REQUIREMENT
Pick up the notes on the film A Beautiful Day in the Neighborhood, found below, and keep writing from their last sentence.

My notes on A Beautiful Day in the Neighborhood

What I learned from A Beautiful Day in the Neighborhood: the next time Nick DeSemlyen commissions a 400 word sidebar, I should turn in a 10,000 word autobiographical piece which Empire will run as a cover feature and get turned into an awards contender movie.  That said, it’s a sweet film about a sweet man – though I get a sense that Tom Hanks, doing an apparently remarkable impersonation of Fred Rogers (whose show is unknown outside the US – John Landis once told me the nearest UK equivalent would be Sooty, though I suspect Play School might be closer), can’t quite suppress the suspicion that Mr Rogers is really a very very clever serial killer.  That’s certainly what cynical journo Lloyd Vogel (Matthew Rhys), assigned to write a profile for an Esquire magazine piece on heroes, thinks … no one can really be this calm, this kind, this understanding, without it being some sort of a put-on.  Yet, when Lloyd asks an actually probing question – about whether it was hard for Rogers’ own sons to have him as a father – Rogers is at once candid and disarming, thanking the needler for his empathy rather than confessing any great guilt.

A block of data
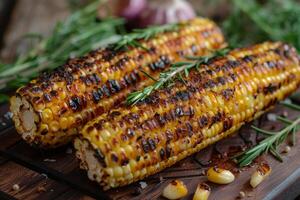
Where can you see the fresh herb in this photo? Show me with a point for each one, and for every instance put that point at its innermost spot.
(176, 70)
(272, 140)
(80, 33)
(256, 21)
(131, 39)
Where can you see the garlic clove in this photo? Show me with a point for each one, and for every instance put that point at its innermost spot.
(261, 173)
(176, 189)
(220, 176)
(202, 192)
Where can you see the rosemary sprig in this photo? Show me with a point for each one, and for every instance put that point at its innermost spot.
(131, 39)
(272, 140)
(176, 70)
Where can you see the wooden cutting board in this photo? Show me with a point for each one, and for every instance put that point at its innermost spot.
(55, 174)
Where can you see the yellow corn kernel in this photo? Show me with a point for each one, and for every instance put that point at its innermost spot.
(220, 176)
(176, 189)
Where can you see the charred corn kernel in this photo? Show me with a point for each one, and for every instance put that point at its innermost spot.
(102, 79)
(202, 192)
(176, 189)
(220, 176)
(175, 122)
(260, 174)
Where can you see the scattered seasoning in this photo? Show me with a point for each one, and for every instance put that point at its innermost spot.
(16, 187)
(49, 160)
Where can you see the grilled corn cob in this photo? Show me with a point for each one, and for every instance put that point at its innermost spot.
(130, 143)
(50, 110)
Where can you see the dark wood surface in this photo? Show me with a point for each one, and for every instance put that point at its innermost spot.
(55, 174)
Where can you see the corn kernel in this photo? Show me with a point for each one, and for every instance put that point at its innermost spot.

ANSWER TO THIS EXERCISE
Marielle Heller, following Can You Ever Forgive Me? (another tale of struggling writerhood), fictionalises Tom Junod’s original article but assumes an essence of truth.  Here, the frame is a version of Rogers’ show, with Lloyd as a prime example of an unhappiness that he needs to deal with – he turns up at the first interview (three or four out-of-town interviews for a 400 word extended picture caption? Maybe magazine journalism was different then) with scars from a fistfight he started at his sister’s latest wedding with his estranged father (Chris Cooper), a dying alcoholic who abandoned his family to run around with loose women when Lloyd’s mother was terminally ill.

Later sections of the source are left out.